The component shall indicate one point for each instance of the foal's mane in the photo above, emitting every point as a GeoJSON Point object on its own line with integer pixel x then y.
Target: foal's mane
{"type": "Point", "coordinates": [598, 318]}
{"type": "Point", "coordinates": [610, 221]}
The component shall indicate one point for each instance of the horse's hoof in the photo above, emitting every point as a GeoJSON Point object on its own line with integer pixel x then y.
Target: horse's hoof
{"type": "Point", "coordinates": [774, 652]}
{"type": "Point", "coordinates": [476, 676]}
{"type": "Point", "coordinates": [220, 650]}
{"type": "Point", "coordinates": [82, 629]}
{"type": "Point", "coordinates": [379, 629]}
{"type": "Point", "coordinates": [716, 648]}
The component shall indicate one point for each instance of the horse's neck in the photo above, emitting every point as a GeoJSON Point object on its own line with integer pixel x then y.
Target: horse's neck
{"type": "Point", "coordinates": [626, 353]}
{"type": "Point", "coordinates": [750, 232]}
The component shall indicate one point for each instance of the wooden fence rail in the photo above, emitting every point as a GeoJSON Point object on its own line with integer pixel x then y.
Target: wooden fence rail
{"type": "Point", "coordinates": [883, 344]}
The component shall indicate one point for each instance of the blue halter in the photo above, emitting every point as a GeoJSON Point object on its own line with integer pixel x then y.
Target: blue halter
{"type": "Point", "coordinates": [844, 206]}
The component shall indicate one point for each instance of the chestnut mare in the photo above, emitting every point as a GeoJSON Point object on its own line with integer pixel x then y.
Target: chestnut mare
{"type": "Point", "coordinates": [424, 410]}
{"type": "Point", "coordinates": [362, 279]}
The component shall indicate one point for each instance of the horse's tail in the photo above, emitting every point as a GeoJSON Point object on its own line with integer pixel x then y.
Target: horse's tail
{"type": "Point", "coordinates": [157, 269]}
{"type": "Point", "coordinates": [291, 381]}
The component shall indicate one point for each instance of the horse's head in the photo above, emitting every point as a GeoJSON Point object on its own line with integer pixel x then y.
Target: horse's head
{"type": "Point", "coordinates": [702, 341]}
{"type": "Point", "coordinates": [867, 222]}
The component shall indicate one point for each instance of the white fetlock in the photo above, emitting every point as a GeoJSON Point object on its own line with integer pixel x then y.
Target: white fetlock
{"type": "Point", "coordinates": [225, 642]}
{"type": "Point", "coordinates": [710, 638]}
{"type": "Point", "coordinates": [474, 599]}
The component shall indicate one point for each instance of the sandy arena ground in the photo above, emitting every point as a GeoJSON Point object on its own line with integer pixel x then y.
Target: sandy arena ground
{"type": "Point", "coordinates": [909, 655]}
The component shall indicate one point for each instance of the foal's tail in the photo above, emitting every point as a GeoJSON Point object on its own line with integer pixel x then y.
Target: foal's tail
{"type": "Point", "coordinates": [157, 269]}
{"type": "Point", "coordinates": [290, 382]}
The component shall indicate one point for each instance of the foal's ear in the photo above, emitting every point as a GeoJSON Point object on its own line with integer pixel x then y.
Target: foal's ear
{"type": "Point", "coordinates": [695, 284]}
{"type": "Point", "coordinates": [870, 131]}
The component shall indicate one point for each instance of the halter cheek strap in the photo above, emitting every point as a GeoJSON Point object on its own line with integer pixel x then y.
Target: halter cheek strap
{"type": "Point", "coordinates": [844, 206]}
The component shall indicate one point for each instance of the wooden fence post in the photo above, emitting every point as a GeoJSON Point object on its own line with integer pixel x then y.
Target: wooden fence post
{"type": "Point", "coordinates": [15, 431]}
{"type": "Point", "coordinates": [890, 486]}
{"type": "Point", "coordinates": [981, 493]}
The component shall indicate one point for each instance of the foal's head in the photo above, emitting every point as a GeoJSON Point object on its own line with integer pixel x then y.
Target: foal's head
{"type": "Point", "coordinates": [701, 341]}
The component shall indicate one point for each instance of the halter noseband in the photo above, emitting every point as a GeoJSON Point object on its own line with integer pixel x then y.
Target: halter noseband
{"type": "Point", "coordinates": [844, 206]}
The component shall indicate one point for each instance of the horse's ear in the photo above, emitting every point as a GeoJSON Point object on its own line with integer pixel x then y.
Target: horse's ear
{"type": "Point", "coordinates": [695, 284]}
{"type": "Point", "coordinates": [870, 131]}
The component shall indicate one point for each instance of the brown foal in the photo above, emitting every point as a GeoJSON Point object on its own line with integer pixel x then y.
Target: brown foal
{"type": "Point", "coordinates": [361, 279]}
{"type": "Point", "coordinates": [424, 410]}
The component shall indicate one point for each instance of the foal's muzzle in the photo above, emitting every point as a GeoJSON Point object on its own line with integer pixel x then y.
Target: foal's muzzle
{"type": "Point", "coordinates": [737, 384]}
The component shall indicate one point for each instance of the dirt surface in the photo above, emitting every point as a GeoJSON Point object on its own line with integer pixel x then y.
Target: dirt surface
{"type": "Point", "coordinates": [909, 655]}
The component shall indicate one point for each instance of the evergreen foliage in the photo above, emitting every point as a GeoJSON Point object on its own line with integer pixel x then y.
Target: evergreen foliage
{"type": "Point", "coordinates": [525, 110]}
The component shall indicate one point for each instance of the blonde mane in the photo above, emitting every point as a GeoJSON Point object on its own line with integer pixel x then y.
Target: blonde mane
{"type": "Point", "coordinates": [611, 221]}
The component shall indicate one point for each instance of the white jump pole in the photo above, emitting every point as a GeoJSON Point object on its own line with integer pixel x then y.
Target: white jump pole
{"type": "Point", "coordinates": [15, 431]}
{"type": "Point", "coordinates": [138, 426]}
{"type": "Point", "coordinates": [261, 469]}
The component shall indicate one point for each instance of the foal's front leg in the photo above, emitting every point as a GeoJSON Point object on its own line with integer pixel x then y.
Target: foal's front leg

_____

» **To do**: Reproduce every line of the listing above with no changes at all.

» **The answer**:
The component shall indicate one point for each instance of the foal's mane in the photo above, emitting every point as a GeoJSON Point object on its own line with integer pixel x then y.
Target: foal's mane
{"type": "Point", "coordinates": [598, 318]}
{"type": "Point", "coordinates": [610, 221]}
The component shall indicate one point for each instance of the horse's hoof in the photo above, emitting every point as a GeoJSON Point object on its own line with integer pixel x then y.
Target: horse's hoof
{"type": "Point", "coordinates": [774, 652]}
{"type": "Point", "coordinates": [476, 676]}
{"type": "Point", "coordinates": [220, 650]}
{"type": "Point", "coordinates": [82, 629]}
{"type": "Point", "coordinates": [379, 629]}
{"type": "Point", "coordinates": [716, 648]}
The component shall indicate one point for each instance of the horse's neck in the photo above, emitting every point as a GeoJSON Point object on its own line with integer pixel x then y.
Target: horse's neck
{"type": "Point", "coordinates": [626, 353]}
{"type": "Point", "coordinates": [750, 232]}
The component shall indicate one point for each instance of the wooden fence rail in the photo above, emitting every point as a GeoJSON Point object on its own line with integer pixel x then y.
Target: wooden fence rail
{"type": "Point", "coordinates": [883, 344]}
The component shall indicate one point for each instance of the blue halter in the photo above, emitting every point as a GeoJSON Point object on its own line with integer pixel x then y.
Target: blue halter
{"type": "Point", "coordinates": [844, 206]}
The component shall indicate one point for each instance of the chestnut mare in the photo above, emitting every point as a GeoJSON Point object on its own line with integer pixel x then y.
Target: chestnut mare
{"type": "Point", "coordinates": [424, 410]}
{"type": "Point", "coordinates": [362, 279]}
The component shall indicate one point for each instance of the horse's tail in the photo above, emitting every point as a GeoJSON Point object on its own line with integer pixel x then y.
Target: horse's tail
{"type": "Point", "coordinates": [157, 269]}
{"type": "Point", "coordinates": [291, 381]}
The component shall indicate one point for each instance of the horse's head in the photo above, emitting every point as a GeoJSON Point object on its own line with integer pixel x then y.
Target: horse's head
{"type": "Point", "coordinates": [702, 341]}
{"type": "Point", "coordinates": [867, 222]}
The component shall indicate one point for each instance of the white fetlock in the photo above, emitting every point as a GeoJSON Point object on its own line with integer pixel x then y.
Target: white fetlock
{"type": "Point", "coordinates": [225, 642]}
{"type": "Point", "coordinates": [710, 638]}
{"type": "Point", "coordinates": [474, 599]}
The component shall indicate one point for each instance of the sandy arena ground in the photo above, emitting every point as a GeoJSON Point object on its own line with integer pixel x then y.
Target: sandy arena ground
{"type": "Point", "coordinates": [909, 655]}
The component shall indicate one point for each instance of the foal's tail in the photo above, emitting every point as a GeoJSON Point object on its own line with integer pixel x then y.
Target: foal's tail
{"type": "Point", "coordinates": [157, 269]}
{"type": "Point", "coordinates": [290, 382]}
The component shall indicate one point for each instance of the foal's ear in the photo above, emitting every point as a GeoJSON Point object on its own line with integer pixel x then y.
Target: foal's ear
{"type": "Point", "coordinates": [695, 284]}
{"type": "Point", "coordinates": [870, 131]}
The component shall indicate one point for each instance of the halter cheek strap in the photo above, emitting every point as a GeoJSON Point object on its own line with integer pixel x then y.
Target: halter cheek strap
{"type": "Point", "coordinates": [844, 206]}
The component shall indicate one point for each instance of the wooden fence post in the photo above, emitting every point as a GeoJSON Point object on its own line with integer pixel x then y.
Target: wooden fence post
{"type": "Point", "coordinates": [15, 431]}
{"type": "Point", "coordinates": [890, 486]}
{"type": "Point", "coordinates": [981, 493]}
The component shall indicate one point for each instance of the foal's head in the photo above, emitting every point as a GeoJSON Point object on its own line with integer pixel x then y.
Target: foal's head
{"type": "Point", "coordinates": [701, 341]}
The component shall indicate one point for each instance of the halter noseband in the photo above, emitting every point as a GeoJSON Point object on its own line with integer pixel x then y.
Target: halter noseband
{"type": "Point", "coordinates": [844, 206]}
The component shall indicate one point for each instance of the horse's ear in the photo above, emitting every point as a GeoJSON Point object on its own line with integer pixel x then y.
Target: horse's ear
{"type": "Point", "coordinates": [695, 284]}
{"type": "Point", "coordinates": [870, 131]}
The component shall indicate one point for each instance of the brown foal in the photo above, emitting every point as a GeoJSON Point object on its own line with integer pixel x then y.
Target: brown foal
{"type": "Point", "coordinates": [361, 279]}
{"type": "Point", "coordinates": [424, 410]}
The component shall indicate one point for each instance of the foal's muzzle in the photo above, emitting every point as a GeoJSON Point object on its own line with integer pixel x then y.
Target: foal's muzzle
{"type": "Point", "coordinates": [737, 384]}
The component shall indicate one point for each instance of the dirt surface in the photo above, emitting every point as a GeoJSON Point object on its own line with integer pixel x then y.
Target: dirt surface
{"type": "Point", "coordinates": [909, 655]}
The component shall indicate one point for each instance of the evergreen foliage in the photo above, emitting every point as a GeoJSON Point object on its own line with integer pixel x then y.
Target: evergreen foliage
{"type": "Point", "coordinates": [525, 110]}
The component shall indicate one point for each instance of the blonde mane in the photo above, emitting every point as a GeoJSON Point object on its own line with integer pixel x then y.
Target: blonde mane
{"type": "Point", "coordinates": [611, 221]}
The component shall indicate one point for each instance of the white jump pole in the photo above, emitting every point as a GeoJSON Point object on its own line with integer pixel x then y.
Target: white jump pole
{"type": "Point", "coordinates": [15, 431]}
{"type": "Point", "coordinates": [138, 426]}
{"type": "Point", "coordinates": [261, 469]}
The component shall indicate one point for each instance of the foal's front leg in the photo above, emitting every point as a GeoJSON Point object on its own line with integer pixel x then y.
Target: foal's front leg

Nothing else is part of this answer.